* [Goal of the exercise]: Exclude the pictures; give every entry again exactly as written.

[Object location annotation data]

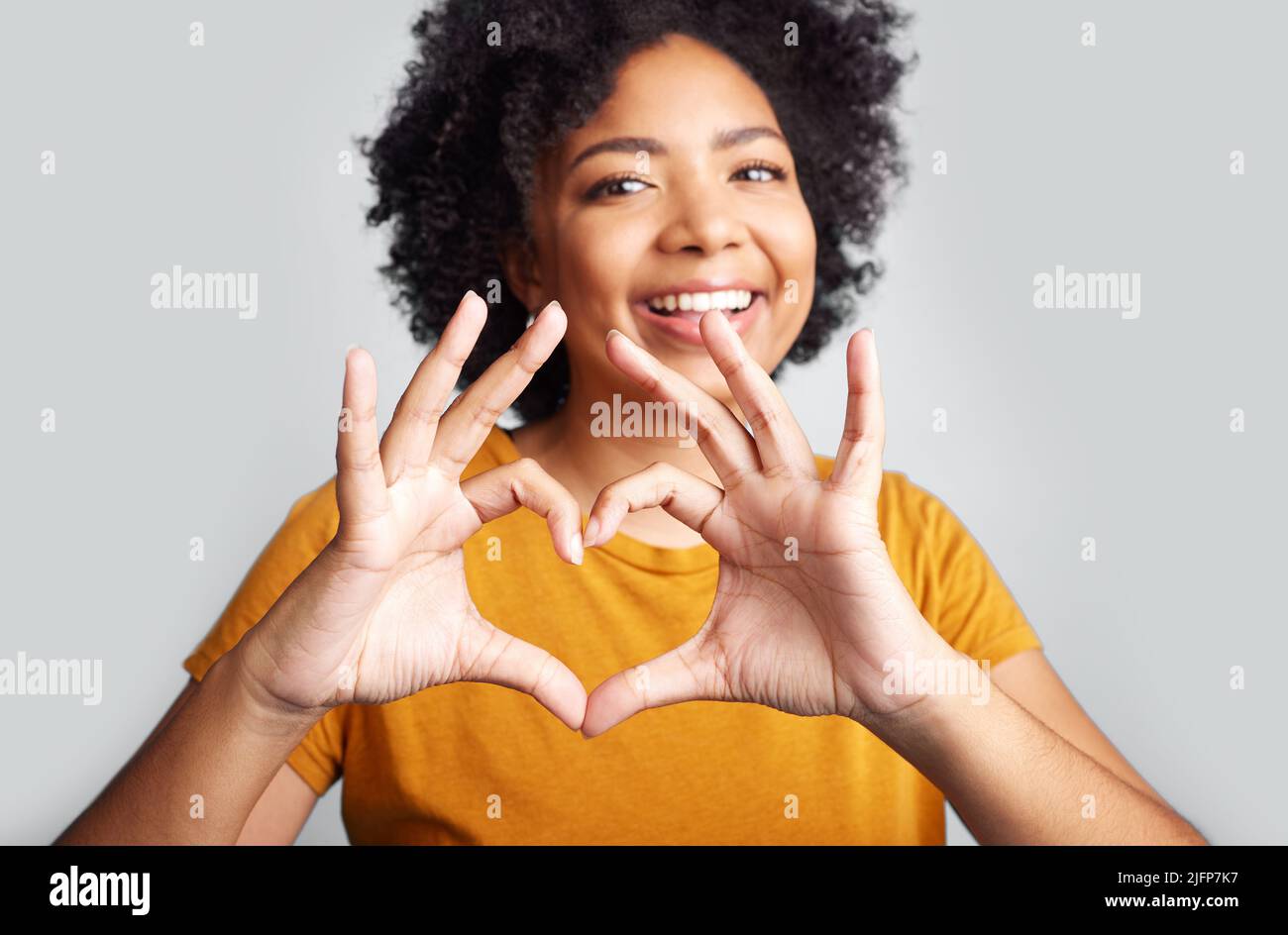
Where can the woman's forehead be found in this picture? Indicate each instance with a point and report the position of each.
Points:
(681, 90)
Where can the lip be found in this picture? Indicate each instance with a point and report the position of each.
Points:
(686, 330)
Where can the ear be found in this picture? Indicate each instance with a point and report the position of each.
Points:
(522, 273)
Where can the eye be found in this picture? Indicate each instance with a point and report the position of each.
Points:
(760, 171)
(626, 183)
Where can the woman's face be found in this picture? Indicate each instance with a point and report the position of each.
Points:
(679, 196)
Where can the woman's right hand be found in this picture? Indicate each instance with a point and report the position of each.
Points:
(382, 612)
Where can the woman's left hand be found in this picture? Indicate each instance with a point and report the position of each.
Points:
(809, 607)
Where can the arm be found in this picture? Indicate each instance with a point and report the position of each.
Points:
(380, 613)
(825, 626)
(1014, 779)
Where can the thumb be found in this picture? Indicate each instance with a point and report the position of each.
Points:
(494, 657)
(683, 674)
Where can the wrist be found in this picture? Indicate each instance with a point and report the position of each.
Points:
(259, 708)
(926, 686)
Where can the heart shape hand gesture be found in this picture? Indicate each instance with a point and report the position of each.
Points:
(807, 607)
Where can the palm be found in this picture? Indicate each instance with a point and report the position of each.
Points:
(807, 605)
(384, 610)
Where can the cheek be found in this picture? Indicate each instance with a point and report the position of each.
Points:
(592, 260)
(793, 250)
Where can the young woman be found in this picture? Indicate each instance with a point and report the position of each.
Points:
(677, 194)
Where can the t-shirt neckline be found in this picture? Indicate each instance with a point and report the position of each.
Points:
(634, 552)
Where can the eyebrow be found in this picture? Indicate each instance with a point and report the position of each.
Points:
(724, 140)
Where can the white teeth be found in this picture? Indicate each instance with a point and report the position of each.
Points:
(733, 299)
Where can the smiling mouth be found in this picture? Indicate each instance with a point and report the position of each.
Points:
(695, 304)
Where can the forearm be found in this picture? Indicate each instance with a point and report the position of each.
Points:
(1016, 780)
(224, 743)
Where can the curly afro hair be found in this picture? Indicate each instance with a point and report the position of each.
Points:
(454, 166)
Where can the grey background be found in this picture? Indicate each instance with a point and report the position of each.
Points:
(1061, 423)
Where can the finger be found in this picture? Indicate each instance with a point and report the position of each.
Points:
(687, 497)
(722, 440)
(858, 459)
(497, 659)
(780, 438)
(677, 676)
(410, 436)
(526, 483)
(469, 420)
(360, 480)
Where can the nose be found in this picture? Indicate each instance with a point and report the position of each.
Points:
(703, 219)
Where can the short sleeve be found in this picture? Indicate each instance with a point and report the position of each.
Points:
(309, 524)
(970, 605)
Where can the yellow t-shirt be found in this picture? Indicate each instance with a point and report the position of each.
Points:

* [Result of the task]:
Where can the woman's forehead be found in this picture? Indicate each instance with a point and report the position of each.
Points:
(681, 90)
Where can the lip be found in this picture? Indicate each instance with a point and report the position of each.
Points:
(686, 330)
Where can the ear be found in this picture? Indicate each instance with a point and report the position of each.
Points:
(522, 273)
Where can the eye be found in this picture? Indicate each instance with a point and report the position of each.
Points:
(760, 171)
(626, 183)
Where can the woman's face be found in this picture? Indicate each instance with a point and report the position of each.
Points:
(679, 196)
Where can the woman's right hand be found in this picture? Indicate each instance with a point and report the position of each.
Points:
(382, 612)
Where can the woman's left hand be found in this picture? Indicate each instance with a point and report the position of each.
Points:
(809, 607)
Where can the arm be found in this picture? Indicate each instance with a point and report the position of each.
Points:
(380, 613)
(825, 626)
(1014, 779)
Where can the thumb be found in this picture? Indicate each instance with a point and report the position of each.
Points:
(494, 657)
(683, 674)
Where can the wrist be found in this picture? Indicate each instance with a point and report the position of each.
Points:
(259, 708)
(926, 686)
Where can the heart shape hand gesture be found in this picture? Indicate each instance with a point and report the position of each.
Points:
(807, 607)
Where can the palm be found in this picture? Indicate each instance with a point and report the position of each.
Points:
(807, 605)
(384, 610)
Where can the cheek be found in this picture? Indicate each instance with a point and report the position of each.
Points:
(592, 260)
(793, 250)
Where can the young woman be found in this picture? Indicate each instance with a point and report the position of each.
Points:
(677, 194)
Where can the t-shirt neckline be found in this picture? Indicate each instance with a point and report the position of each.
Points:
(634, 552)
Where can the eyebrow be found in this picture? Indicate each instance with a point and report the position of each.
Points:
(724, 140)
Where can the white teeth be found in this picture? Indicate each instance with a point and report the position of each.
Points:
(733, 299)
Where can the smiling mouth be found in this picture? Indicate each instance with a point and report the position of each.
Points:
(695, 304)
Where can the forearm be found in this picture? Indicate each instance with a point and report the position of each.
Points:
(1016, 780)
(224, 743)
Where can the curly afro hair be found in this picture? Indicate each instance with a point and report the position of each.
Points:
(454, 166)
Where can the grey background be found in this picture? Indicate each instance with a point and report the position of each.
Points:
(1061, 423)
Where can the finger be found in this picture? Indicate each instance with a point and report the position of each.
Points:
(687, 497)
(722, 440)
(858, 459)
(497, 659)
(780, 438)
(677, 676)
(410, 436)
(526, 483)
(469, 420)
(360, 480)
Where can the nose be found in this picture? Indicate each instance with a point and report the position of each.
Points:
(703, 219)
Where can the short sleeve be found in this picture? Indicate each instance with a point and report the position of each.
Points:
(309, 524)
(970, 605)
Where can the yellow t-shirt be found in this picture? Indicate each instance with a point and report the position of each.
Points:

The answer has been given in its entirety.